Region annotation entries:
◆ ◆ ◆ ◆

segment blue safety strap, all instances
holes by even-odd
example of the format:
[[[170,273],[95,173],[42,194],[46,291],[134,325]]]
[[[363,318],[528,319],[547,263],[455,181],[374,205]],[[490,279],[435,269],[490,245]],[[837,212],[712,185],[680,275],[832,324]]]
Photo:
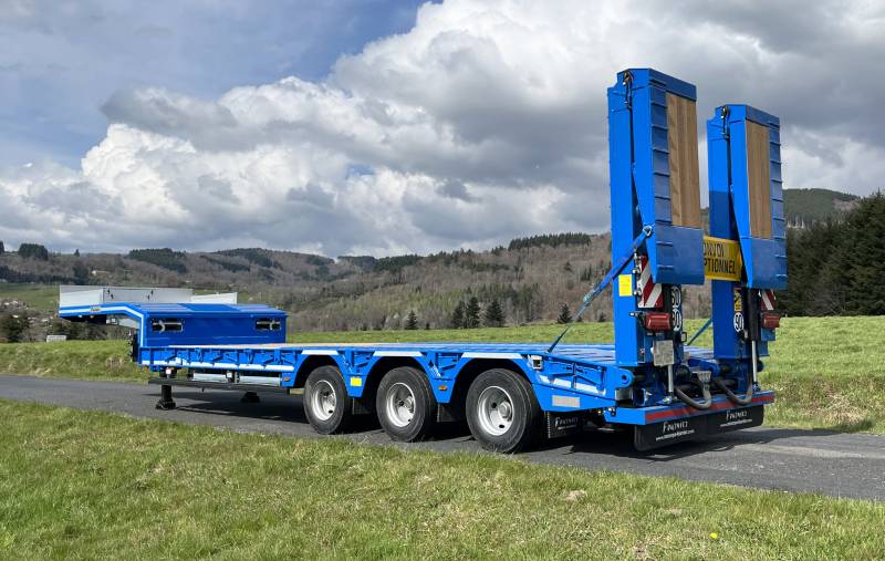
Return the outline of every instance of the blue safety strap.
[[[603,278],[603,280],[601,280],[600,283],[593,288],[593,290],[584,294],[584,305],[582,305],[581,309],[577,311],[577,313],[574,314],[574,318],[572,318],[571,321],[569,321],[569,323],[565,325],[565,329],[562,331],[562,333],[560,333],[560,336],[558,336],[553,341],[553,344],[551,344],[550,349],[546,350],[548,353],[552,353],[553,349],[555,349],[556,345],[560,344],[560,341],[562,341],[562,337],[564,337],[565,334],[569,333],[569,330],[572,329],[574,322],[580,320],[581,316],[584,314],[584,312],[587,310],[587,308],[590,308],[590,303],[593,301],[593,299],[600,295],[602,291],[605,290],[605,288],[612,283],[615,277],[621,274],[621,271],[624,270],[624,267],[626,267],[628,262],[633,261],[633,256],[636,254],[636,251],[643,246],[643,243],[645,243],[645,240],[648,239],[650,236],[652,236],[652,226],[643,226],[643,231],[641,231],[639,235],[636,236],[631,247],[627,249],[627,251],[624,252],[624,254],[621,257],[617,263],[614,267],[612,267],[612,270],[608,271],[608,274],[606,274]]]

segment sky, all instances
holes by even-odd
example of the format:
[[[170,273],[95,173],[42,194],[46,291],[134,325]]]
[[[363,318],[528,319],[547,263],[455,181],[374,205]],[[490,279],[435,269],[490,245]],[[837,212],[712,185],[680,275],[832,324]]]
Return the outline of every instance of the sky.
[[[885,186],[885,4],[0,0],[0,240],[387,256],[608,228],[626,67],[778,115],[787,188]],[[706,191],[706,183],[701,193]],[[706,200],[706,197],[704,197]]]

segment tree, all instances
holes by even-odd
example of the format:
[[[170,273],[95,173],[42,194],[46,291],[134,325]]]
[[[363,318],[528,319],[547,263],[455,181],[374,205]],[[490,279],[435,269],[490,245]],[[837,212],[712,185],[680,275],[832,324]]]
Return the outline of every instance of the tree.
[[[479,328],[479,299],[470,297],[467,309],[464,312],[464,326],[467,329]]]
[[[487,328],[503,328],[504,311],[501,309],[501,303],[497,298],[492,299],[491,303],[486,308],[483,320]]]
[[[562,304],[560,316],[556,318],[556,323],[569,323],[570,321],[572,321],[572,311],[569,310],[569,304]]]
[[[418,329],[418,316],[415,314],[415,310],[408,311],[408,318],[406,319],[406,329],[409,331]]]
[[[449,322],[452,329],[459,330],[464,328],[464,302],[458,302],[458,305],[455,307],[455,311],[451,312],[451,321]]]
[[[40,243],[22,243],[19,246],[19,257],[22,259],[37,259],[49,261],[49,250]]]

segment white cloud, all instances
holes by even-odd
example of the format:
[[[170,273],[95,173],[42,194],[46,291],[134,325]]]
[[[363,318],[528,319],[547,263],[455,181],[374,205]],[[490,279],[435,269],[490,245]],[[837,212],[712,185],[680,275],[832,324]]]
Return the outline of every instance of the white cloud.
[[[868,24],[881,12],[801,18],[809,40],[837,34],[827,51],[759,25],[761,9],[706,6],[447,1],[423,7],[408,33],[343,56],[321,83],[285,77],[217,100],[118,92],[80,169],[42,163],[0,178],[0,236],[335,256],[600,230],[605,89],[634,65],[695,82],[700,121],[725,102],[779,114],[788,186],[877,188],[882,166],[863,169],[883,160],[882,117],[855,113],[885,84],[845,90],[839,58],[883,51]],[[827,107],[815,105],[832,111],[818,118]]]

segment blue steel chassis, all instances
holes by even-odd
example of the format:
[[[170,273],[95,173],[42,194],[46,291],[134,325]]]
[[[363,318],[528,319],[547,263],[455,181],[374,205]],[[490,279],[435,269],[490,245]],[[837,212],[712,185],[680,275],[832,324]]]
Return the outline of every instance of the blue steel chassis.
[[[140,349],[138,363],[158,373],[167,368],[194,368],[279,375],[280,387],[290,389],[302,387],[314,367],[330,364],[341,371],[348,397],[354,399],[364,397],[365,388],[376,384],[394,365],[412,365],[427,375],[440,404],[452,403],[456,392],[466,389],[466,385],[459,385],[459,375],[506,366],[531,382],[542,411],[597,414],[607,423],[623,425],[647,425],[742,408],[723,395],[716,396],[708,411],[683,404],[636,407],[627,394],[634,374],[615,364],[614,345],[560,344],[554,353],[548,353],[546,347],[533,343],[456,342],[173,346]],[[687,347],[686,351],[696,364],[715,366],[710,350]],[[468,378],[462,376],[462,380]],[[771,403],[773,396],[773,392],[759,392],[751,406]]]

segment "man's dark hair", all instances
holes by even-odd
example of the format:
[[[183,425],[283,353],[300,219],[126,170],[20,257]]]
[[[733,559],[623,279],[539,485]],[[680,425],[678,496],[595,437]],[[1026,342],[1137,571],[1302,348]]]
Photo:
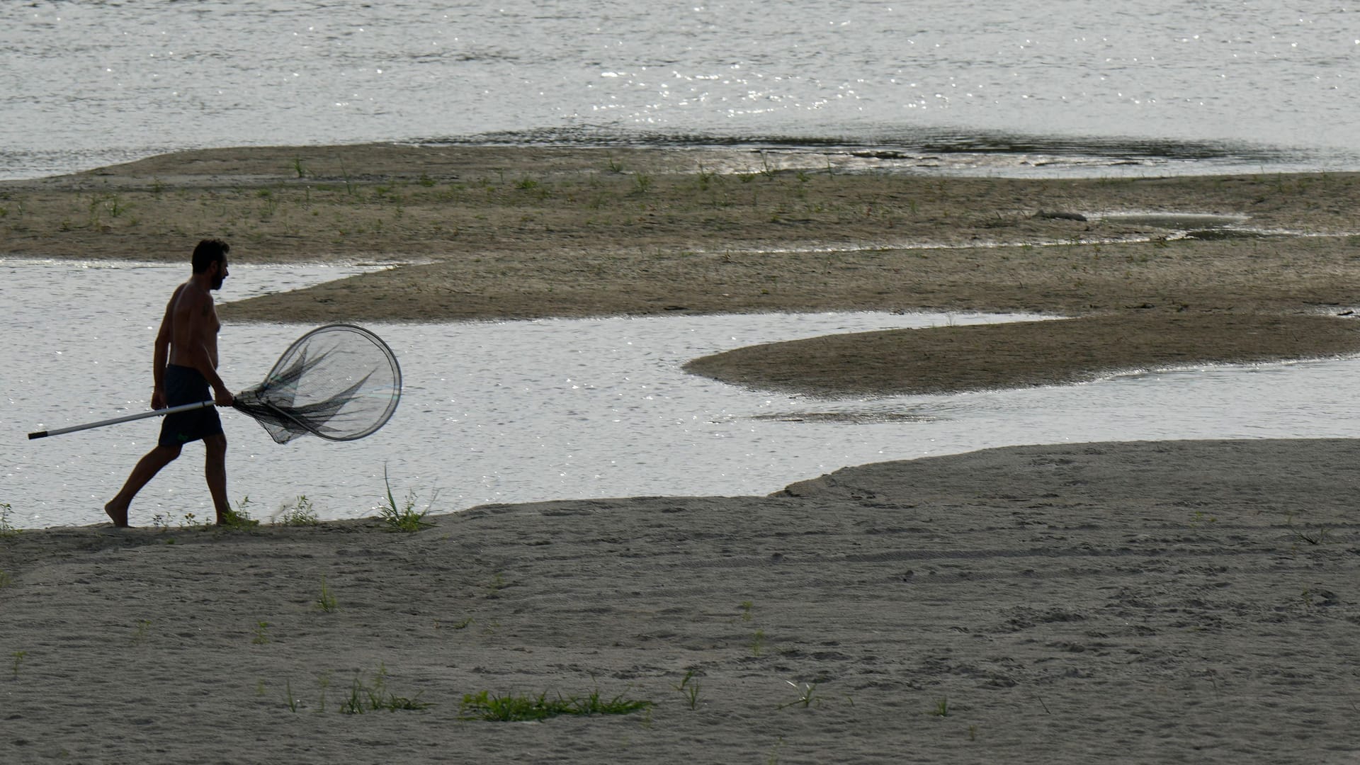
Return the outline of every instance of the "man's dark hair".
[[[214,263],[227,259],[231,245],[222,240],[203,240],[193,248],[193,272],[203,274]]]

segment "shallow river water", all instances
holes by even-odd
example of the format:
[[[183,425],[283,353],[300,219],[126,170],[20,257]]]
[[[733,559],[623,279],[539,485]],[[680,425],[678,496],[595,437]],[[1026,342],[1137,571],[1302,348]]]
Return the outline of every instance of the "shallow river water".
[[[234,265],[223,299],[360,267]],[[27,433],[144,410],[162,301],[185,268],[0,260],[0,502],[10,523],[105,521],[159,421],[30,441]],[[1151,438],[1350,437],[1356,359],[1144,372],[1085,385],[817,400],[681,372],[695,357],[830,332],[1013,320],[887,313],[369,325],[396,351],[403,400],[377,434],[277,445],[223,412],[228,493],[268,519],[298,495],[324,519],[374,515],[384,468],[398,500],[484,502],[766,494],[832,470],[979,448]],[[258,382],[310,327],[228,324],[223,377]],[[201,448],[139,495],[132,523],[211,517]]]

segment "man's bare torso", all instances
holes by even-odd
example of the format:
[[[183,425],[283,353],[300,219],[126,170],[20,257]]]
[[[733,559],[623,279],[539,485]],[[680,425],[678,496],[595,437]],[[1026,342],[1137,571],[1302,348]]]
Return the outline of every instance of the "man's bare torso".
[[[218,368],[218,332],[222,323],[212,306],[212,295],[193,282],[180,284],[166,309],[170,323],[170,363],[194,366],[194,347],[207,351]]]

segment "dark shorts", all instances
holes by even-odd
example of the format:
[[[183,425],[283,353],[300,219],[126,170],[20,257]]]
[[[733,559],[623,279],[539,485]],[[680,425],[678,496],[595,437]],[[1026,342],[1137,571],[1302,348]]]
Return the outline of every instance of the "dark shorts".
[[[212,400],[212,388],[192,366],[177,363],[166,366],[165,387],[167,407]],[[219,434],[222,434],[222,418],[218,417],[216,407],[167,414],[160,421],[162,446],[180,446]]]

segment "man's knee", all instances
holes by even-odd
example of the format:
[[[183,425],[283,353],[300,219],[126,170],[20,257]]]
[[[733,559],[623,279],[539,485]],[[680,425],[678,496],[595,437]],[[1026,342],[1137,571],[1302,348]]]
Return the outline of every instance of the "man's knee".
[[[208,451],[208,456],[220,456],[227,453],[227,437],[208,436],[203,440],[203,446]]]

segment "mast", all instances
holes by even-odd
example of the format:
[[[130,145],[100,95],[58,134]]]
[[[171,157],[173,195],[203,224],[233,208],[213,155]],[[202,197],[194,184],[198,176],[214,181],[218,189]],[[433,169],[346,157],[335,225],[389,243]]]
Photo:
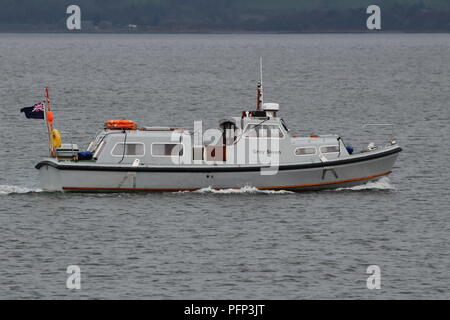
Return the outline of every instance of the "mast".
[[[262,82],[262,57],[259,57],[259,77],[260,80],[257,86],[257,96],[256,96],[256,110],[261,110],[264,103],[264,90]]]
[[[53,157],[54,152],[53,152],[52,139],[51,139],[52,127],[47,119],[47,111],[50,111],[50,110],[51,110],[50,95],[48,93],[48,88],[45,88],[44,121],[45,121],[45,125],[47,126],[49,154],[50,154],[50,157]]]

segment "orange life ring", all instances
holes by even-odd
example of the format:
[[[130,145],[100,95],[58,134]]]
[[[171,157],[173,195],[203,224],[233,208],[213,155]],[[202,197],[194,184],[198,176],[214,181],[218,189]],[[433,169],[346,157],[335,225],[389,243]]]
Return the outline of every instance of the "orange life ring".
[[[110,130],[136,130],[137,123],[132,120],[108,120],[105,122],[105,129]]]

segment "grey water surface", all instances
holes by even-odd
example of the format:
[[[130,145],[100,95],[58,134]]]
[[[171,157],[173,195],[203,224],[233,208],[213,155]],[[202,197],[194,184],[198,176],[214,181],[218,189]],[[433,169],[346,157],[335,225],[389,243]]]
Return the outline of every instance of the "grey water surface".
[[[85,148],[108,119],[214,127],[252,109],[260,56],[266,101],[294,134],[360,145],[364,124],[394,124],[404,151],[390,178],[306,193],[40,192],[44,124],[19,109],[46,86],[63,142]],[[450,298],[448,34],[0,34],[0,94],[2,299]],[[81,290],[66,288],[69,265]]]

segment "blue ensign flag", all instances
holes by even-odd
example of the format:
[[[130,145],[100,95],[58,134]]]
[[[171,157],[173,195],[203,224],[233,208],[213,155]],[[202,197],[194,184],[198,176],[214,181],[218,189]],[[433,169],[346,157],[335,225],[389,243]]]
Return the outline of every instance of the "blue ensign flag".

◆ ◆ ◆ ◆

OBJECTIVE: Return each line above that contains the word "white", copying every such line unchanged.

REPLY:
segment white cloud, all instances
Return the outline of every instance of the white cloud.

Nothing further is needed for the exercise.